■ **Required task 1**
Show every line of the listing that contains the word "dark", matching case exactly.

■ **Given text**
※ ※ ※

I don't know what might have happened recently, but I noticed in Alfresco 5.0.d and 5.0.2.5 that keywords are not getting extracted correctly. They are getting concatenated into a single comma separated tag. I turned TRACE on for ContentMetadataExtracter and noticed that the rawValue getting passed into addTags is a Collection with a single value which is that comma separated list of keywords. I don't know if there was a code change or Tika update or whatever, but noticed that problem. I posted to the forums https://forums.alfresco.com/forum/developer-discussions/repository-services/metadata-extraction-tags... about this as well, but haven't heard anything back.
ragauss
Active Member II
Hi Jeff,

The change in behavior is being investigated.

Regards,

Ray
blog_commenter
Active Member
Hi Ray,

do you have any idea, why I have got the same result (tags = 'tag1,tag2') with 5.1.f, when the Jira issue is closed as fixed already months ago?

※ ※ ※

Data extracted from a collection
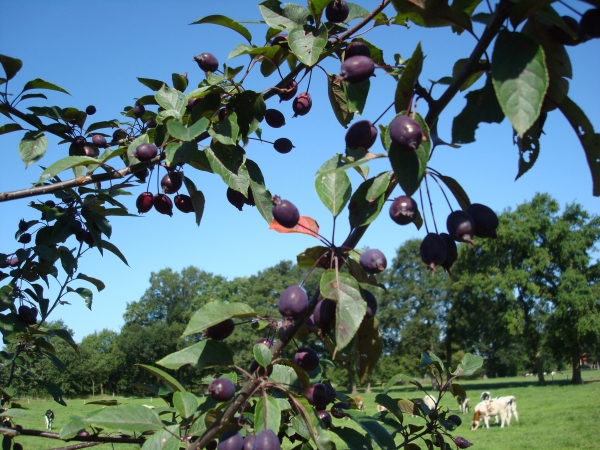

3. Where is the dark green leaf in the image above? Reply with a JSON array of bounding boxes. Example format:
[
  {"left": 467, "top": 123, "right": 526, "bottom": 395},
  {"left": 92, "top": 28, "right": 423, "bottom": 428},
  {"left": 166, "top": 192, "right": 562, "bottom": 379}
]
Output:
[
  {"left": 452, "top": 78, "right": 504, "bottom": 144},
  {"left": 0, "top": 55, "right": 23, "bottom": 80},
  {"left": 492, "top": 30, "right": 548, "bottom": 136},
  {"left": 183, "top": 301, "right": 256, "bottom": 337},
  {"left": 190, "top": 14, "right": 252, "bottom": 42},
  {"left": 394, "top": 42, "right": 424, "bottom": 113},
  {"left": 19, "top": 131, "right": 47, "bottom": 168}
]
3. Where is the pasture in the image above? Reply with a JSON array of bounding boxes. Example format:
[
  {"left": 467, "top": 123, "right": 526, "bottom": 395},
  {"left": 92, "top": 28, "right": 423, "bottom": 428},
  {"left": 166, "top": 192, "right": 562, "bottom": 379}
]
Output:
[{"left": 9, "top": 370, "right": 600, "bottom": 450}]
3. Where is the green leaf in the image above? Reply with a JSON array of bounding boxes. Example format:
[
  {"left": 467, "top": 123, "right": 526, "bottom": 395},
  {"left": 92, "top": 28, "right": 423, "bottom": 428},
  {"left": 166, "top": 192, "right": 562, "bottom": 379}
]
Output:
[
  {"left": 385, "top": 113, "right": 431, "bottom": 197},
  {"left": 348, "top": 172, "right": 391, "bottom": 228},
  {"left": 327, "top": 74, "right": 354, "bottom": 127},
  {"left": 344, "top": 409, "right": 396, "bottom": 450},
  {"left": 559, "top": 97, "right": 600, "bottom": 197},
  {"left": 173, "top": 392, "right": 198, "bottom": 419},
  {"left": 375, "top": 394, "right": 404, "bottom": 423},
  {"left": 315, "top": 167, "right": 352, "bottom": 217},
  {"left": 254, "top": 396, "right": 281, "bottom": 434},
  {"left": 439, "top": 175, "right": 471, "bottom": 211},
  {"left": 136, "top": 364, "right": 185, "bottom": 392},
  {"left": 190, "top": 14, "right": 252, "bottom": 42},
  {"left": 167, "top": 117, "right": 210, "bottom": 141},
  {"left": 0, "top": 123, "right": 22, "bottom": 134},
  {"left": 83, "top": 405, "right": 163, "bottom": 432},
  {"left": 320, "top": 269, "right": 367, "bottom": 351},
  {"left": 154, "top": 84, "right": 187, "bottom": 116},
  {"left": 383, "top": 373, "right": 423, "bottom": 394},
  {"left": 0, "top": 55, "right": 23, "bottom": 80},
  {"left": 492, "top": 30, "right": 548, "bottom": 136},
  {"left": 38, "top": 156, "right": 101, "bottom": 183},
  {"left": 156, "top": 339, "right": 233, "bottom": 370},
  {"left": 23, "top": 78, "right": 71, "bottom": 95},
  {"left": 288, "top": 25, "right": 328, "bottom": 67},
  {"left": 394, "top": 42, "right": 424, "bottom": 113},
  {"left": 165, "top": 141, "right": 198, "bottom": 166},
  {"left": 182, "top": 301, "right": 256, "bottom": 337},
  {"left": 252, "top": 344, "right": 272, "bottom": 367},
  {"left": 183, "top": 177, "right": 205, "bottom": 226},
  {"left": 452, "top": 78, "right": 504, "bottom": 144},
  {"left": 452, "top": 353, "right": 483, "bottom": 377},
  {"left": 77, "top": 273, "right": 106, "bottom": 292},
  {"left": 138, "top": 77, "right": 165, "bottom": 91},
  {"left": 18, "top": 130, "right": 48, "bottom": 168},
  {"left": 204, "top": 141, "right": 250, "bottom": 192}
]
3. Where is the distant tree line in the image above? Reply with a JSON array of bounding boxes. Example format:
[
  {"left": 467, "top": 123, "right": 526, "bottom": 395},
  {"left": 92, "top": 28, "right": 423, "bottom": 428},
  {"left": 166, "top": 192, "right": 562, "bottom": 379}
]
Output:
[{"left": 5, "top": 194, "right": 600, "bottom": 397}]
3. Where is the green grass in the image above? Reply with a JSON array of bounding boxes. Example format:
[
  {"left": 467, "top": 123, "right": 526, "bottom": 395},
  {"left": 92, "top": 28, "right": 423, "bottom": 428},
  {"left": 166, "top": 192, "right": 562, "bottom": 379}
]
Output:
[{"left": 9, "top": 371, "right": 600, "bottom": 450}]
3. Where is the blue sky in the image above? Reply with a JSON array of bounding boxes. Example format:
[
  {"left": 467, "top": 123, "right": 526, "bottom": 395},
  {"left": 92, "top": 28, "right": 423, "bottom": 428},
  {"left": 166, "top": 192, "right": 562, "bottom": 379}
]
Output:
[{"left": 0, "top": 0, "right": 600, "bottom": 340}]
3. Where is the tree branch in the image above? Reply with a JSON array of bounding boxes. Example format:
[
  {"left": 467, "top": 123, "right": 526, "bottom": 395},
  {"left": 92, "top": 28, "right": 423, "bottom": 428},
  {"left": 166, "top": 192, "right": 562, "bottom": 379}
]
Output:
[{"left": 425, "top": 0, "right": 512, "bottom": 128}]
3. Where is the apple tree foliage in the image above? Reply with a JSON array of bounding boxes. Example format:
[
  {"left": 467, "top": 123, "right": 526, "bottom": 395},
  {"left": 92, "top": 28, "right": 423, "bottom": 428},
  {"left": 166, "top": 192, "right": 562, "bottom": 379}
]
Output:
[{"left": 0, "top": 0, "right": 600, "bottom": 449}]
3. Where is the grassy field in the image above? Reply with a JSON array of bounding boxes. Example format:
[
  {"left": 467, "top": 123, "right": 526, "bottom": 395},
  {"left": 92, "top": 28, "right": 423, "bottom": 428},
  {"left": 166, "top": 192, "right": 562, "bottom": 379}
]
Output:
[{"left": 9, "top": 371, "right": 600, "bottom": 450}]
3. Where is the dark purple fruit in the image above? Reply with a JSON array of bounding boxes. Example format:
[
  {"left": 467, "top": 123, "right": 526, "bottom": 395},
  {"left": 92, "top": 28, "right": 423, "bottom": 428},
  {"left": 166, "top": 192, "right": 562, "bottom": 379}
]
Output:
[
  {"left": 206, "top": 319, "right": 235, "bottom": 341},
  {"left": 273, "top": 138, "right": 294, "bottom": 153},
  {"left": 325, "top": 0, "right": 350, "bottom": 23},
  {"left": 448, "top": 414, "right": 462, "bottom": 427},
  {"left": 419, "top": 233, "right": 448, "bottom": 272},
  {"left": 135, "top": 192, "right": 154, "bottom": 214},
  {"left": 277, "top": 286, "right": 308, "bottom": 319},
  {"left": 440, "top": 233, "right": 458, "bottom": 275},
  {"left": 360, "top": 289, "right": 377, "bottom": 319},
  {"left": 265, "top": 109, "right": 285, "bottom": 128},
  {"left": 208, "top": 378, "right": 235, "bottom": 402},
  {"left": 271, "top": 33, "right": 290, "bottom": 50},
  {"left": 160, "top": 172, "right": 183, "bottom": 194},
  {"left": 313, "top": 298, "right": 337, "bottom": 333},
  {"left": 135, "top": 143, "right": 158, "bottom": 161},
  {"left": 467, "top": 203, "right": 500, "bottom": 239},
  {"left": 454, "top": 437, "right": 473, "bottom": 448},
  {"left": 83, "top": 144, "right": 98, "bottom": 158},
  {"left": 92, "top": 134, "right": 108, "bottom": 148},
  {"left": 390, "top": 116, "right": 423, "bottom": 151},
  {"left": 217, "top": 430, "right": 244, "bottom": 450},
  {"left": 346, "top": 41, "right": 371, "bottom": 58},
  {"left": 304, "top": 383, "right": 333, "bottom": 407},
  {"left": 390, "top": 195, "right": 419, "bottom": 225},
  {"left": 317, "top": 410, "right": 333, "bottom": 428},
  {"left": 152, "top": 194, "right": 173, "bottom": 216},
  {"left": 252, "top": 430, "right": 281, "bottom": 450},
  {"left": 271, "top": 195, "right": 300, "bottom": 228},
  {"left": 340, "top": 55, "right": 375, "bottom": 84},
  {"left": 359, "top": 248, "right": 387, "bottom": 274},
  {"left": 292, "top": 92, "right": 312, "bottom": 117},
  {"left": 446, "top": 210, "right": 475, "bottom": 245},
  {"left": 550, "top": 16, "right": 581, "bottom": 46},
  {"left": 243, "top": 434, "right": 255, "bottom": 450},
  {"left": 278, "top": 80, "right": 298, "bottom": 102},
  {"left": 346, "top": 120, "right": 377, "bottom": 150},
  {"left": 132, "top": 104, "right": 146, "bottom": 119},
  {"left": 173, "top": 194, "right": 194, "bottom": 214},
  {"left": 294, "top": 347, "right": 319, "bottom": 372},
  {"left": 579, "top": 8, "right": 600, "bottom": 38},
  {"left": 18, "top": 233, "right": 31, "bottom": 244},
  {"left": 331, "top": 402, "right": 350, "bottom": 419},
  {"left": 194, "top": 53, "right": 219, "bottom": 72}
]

※ ※ ※

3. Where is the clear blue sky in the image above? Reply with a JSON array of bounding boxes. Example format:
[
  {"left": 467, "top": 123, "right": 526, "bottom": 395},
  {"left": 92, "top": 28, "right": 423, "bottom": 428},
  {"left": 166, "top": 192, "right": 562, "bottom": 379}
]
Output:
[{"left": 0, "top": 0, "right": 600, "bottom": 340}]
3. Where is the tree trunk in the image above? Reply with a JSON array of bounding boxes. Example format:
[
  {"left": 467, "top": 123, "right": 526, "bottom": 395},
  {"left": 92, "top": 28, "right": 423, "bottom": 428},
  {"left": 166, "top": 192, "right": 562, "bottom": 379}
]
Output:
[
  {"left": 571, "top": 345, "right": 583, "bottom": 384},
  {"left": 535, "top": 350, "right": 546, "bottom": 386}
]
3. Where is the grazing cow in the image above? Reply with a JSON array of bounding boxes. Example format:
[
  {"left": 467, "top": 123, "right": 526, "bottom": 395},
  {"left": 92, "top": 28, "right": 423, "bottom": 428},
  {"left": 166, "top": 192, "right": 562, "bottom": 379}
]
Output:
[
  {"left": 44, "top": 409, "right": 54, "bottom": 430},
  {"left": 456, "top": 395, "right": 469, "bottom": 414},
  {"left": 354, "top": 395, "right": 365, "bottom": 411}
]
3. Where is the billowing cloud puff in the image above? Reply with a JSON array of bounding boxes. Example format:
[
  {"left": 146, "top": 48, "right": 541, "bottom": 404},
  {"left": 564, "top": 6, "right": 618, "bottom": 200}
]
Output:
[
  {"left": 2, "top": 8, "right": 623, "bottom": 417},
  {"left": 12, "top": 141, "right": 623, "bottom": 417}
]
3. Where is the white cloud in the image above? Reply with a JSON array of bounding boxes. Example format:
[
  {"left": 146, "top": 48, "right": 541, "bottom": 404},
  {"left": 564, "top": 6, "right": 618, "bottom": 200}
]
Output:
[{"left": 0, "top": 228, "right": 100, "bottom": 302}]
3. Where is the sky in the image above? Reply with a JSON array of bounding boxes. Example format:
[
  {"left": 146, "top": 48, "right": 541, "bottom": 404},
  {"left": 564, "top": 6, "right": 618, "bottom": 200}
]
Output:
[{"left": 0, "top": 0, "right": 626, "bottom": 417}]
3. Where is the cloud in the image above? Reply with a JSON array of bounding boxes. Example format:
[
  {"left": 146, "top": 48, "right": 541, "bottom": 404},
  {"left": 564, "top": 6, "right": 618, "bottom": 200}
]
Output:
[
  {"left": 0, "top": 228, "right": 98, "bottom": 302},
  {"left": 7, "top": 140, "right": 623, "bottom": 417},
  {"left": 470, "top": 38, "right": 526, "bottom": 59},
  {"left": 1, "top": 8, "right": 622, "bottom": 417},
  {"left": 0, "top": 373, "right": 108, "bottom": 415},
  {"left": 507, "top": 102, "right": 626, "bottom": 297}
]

※ ※ ※

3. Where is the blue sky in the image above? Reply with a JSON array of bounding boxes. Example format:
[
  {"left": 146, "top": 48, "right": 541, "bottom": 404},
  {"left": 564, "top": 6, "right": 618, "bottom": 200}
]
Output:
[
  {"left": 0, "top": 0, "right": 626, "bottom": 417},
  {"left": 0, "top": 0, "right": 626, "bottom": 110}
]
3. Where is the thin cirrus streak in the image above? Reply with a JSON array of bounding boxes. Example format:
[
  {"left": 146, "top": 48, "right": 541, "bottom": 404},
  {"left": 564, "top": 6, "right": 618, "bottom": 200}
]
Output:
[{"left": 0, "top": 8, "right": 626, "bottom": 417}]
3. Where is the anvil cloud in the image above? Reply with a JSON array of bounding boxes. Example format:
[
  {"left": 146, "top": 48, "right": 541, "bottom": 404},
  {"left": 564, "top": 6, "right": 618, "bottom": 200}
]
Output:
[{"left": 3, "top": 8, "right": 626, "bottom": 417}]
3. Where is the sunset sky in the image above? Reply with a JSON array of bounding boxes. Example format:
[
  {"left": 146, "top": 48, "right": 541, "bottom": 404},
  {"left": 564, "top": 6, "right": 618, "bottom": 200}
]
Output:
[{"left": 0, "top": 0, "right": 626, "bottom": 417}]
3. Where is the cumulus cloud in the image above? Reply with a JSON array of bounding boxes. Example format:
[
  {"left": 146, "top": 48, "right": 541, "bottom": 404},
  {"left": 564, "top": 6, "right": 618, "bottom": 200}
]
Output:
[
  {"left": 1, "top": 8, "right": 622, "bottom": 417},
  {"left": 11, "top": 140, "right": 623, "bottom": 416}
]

※ ※ ※

■ **Required task 2**
Carry on the forum thread about Alfresco keywords being merged into one comma-separated tag, starting after its final post.

■ **Expected output 1**
3. Where is the dark green leaf in the image above? Reply with a JSON array of bounding boxes. Example format:
3. Where is the dark purple fruit in the image above? Reply with a JSON array of bounding boxes. Example format:

■ **Expected output 2**
Thanks
ragauss
Active Member II
Hi Ivos,

It looks like the fix has made it onto the community line fairly recently so should be in the next community release.

Regards,

Ray
blog_commenter
Active Member
Hi Ray,

Thanks a lot for so quick reply.  It looks promising on one side and it's pity, that there are no patches even for bugs marked as critical or ...

Ivo
ragauss
Active Member II
Hi Ivos,

Defect escalation, long term patching, service packs and prioritization of issues is big part of Alfresco One, the supported product.

See the comparison here.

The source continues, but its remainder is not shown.